**Source text**
+++++
By: Ashok Gulati
Even though the RBI has raised the repo rate by 50 basis points, the probability of inflation, as measured by the consumer price index (CPI), remaining higher than the central bank’s tolerance band is increasing by the day. The risks are primarily from three sides: The depreciating rupee, fast-depleting grain stocks, especially of wheat, and vagaries of weather as a result of climate change. Let me explain these in detail, and then list the policy options before the government.
On the fast depreciating rupee, one thing is clear: As the US Federal Reserve raises its interest rates, there is going to be pressure on the Indian rupee and many other currencies around the world. We may draw some consolation from the rupee holding out relatively better than many other major currencies, such as the yen or the pound. But even a 10 per cent depreciation in the rupee since January 2022 poses a risk of imported inflation, especially through crude oil and gas and fertilisers and edible oils. The RBI has already spent more than $80 billion to support the rupee, and there are limits to which it can go. And, if RBI tries to hold the rupee artificially high, it will adversely hit Indian exports, widening the current account deficit and putting further pressure on the rupee. The best that RBI can and should do is to avoid a sudden and abrupt fall in the rupee, but also let it find its natural level given what is happening globally, especially in the currency markets.
The bottom line is that the risks of higher inflation from the falling rupee remain and are likely to continue for at least one year, if not more. On this, one should read not as much from what the RBI or Ministry of Finance says, but more importantly what Jerome Powell, the Chair of Federal Reserve of the US is saying. He is committed to bringing down inflation in the US to 2 per cent from the current levels of more than 8 per cent. Although the time frame he has in mind is two to three years, indicating it will not be a hard landing, yet he is increasing interest rates by 75 basis points each time. The writing is on the wall for Indian policymakers. If they have to circumvent this, they have to have innovative policies to promote exports and attract more foreign direct investment (FDI).
+++++
**Data extracts**

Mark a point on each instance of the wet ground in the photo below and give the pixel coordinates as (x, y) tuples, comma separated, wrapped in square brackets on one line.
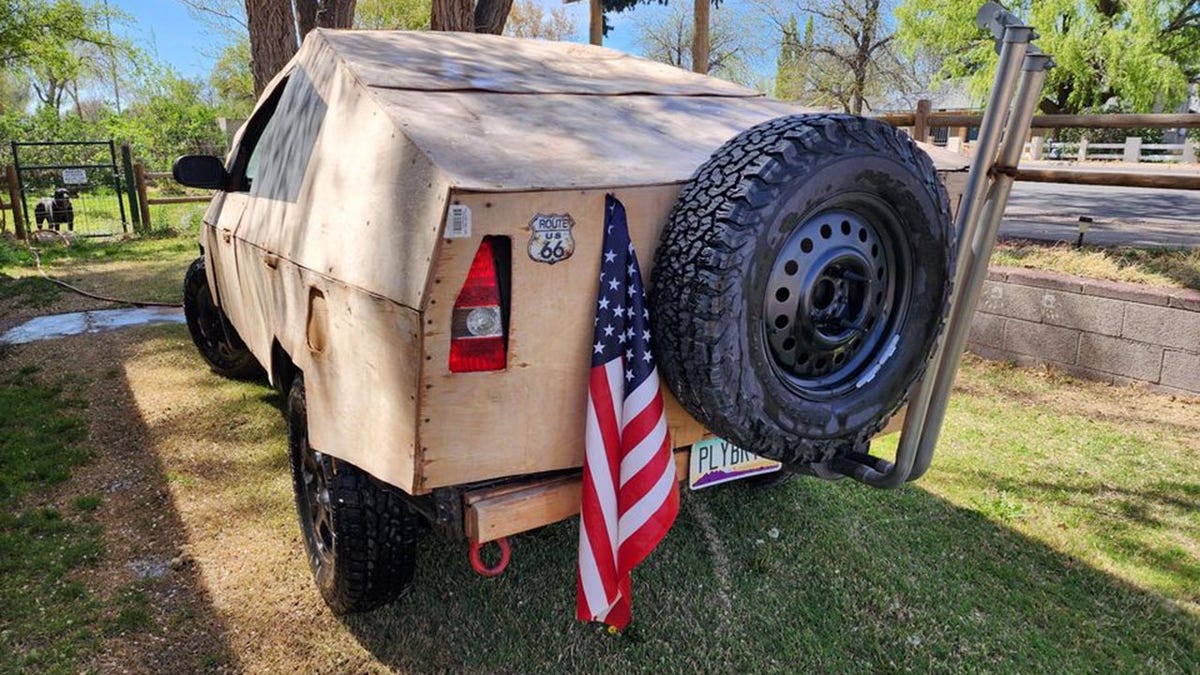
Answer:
[(95, 321)]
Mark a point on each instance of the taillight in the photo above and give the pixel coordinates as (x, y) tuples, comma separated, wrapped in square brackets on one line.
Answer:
[(479, 326)]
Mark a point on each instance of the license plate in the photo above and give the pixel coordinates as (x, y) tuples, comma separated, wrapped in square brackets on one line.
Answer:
[(717, 460)]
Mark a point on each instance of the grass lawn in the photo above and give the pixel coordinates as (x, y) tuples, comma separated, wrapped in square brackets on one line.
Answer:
[(144, 269), (1177, 268), (148, 525)]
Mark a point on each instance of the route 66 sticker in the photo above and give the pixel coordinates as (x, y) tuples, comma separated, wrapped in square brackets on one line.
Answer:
[(551, 238)]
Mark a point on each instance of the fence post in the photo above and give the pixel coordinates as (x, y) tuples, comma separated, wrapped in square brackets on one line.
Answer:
[(921, 123), (18, 219), (139, 174), (131, 189), (1133, 149)]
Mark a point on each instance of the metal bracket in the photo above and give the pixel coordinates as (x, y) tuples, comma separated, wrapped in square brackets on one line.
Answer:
[(1006, 121)]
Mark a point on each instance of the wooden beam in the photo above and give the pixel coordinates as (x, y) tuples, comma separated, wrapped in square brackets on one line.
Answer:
[(1122, 179), (139, 175), (921, 120), (18, 217), (595, 22), (189, 199), (1149, 120), (701, 37)]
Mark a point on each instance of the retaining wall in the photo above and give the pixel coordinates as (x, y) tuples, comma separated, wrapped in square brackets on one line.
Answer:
[(1103, 330)]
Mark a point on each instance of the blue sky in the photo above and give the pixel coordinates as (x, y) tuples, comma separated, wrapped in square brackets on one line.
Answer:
[(165, 28)]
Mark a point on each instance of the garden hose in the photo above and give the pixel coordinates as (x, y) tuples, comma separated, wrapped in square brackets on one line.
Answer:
[(37, 260)]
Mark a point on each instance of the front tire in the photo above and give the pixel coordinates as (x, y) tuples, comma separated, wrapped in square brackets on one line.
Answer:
[(360, 536)]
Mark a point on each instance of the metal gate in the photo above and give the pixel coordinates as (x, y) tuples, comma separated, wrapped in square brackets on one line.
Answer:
[(66, 197)]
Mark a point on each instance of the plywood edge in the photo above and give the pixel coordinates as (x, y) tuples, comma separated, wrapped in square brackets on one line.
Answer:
[(503, 511)]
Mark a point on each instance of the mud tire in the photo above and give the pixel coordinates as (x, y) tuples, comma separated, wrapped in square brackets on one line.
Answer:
[(720, 254), (361, 548), (211, 332)]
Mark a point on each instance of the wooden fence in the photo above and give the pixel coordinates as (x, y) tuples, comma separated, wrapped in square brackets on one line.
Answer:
[(923, 119), (142, 178)]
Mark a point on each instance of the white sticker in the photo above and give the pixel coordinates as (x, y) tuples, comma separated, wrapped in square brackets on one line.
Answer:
[(459, 221)]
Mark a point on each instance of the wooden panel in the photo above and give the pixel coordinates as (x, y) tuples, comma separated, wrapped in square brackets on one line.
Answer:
[(510, 509), (529, 417)]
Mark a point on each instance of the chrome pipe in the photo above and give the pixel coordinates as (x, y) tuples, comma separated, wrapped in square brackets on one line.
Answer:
[(1012, 53), (975, 263)]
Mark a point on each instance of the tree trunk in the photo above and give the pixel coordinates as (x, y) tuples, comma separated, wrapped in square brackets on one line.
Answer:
[(306, 16), (491, 16), (453, 15), (336, 13), (273, 39)]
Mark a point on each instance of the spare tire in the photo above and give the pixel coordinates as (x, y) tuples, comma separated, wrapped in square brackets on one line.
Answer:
+++++
**To do**
1 – According to the inflation article, why should the RBI avoid holding the rupee artificially high? Answer in one to three sentences.
2 – Answer these questions from the inflation article.
(a) By how many basis points has the RBI raised the repo rate?
(b) How much has the RBI already spent to support the rupee?
(c) To what level is Jerome Powell committed to bringing down US inflation?

**Completed exercise**
1 – Holding the rupee artificially high would hurt Indian exports. That would widen the current account deficit and put further pressure on the rupee. The RBI has also already spent more than $80 billion supporting the rupee, and there are limits to how far it can go.

2 –
(a) 50 basis points.
(b) More than $80 billion.
(c) 2 percent, down from more than 8 percent.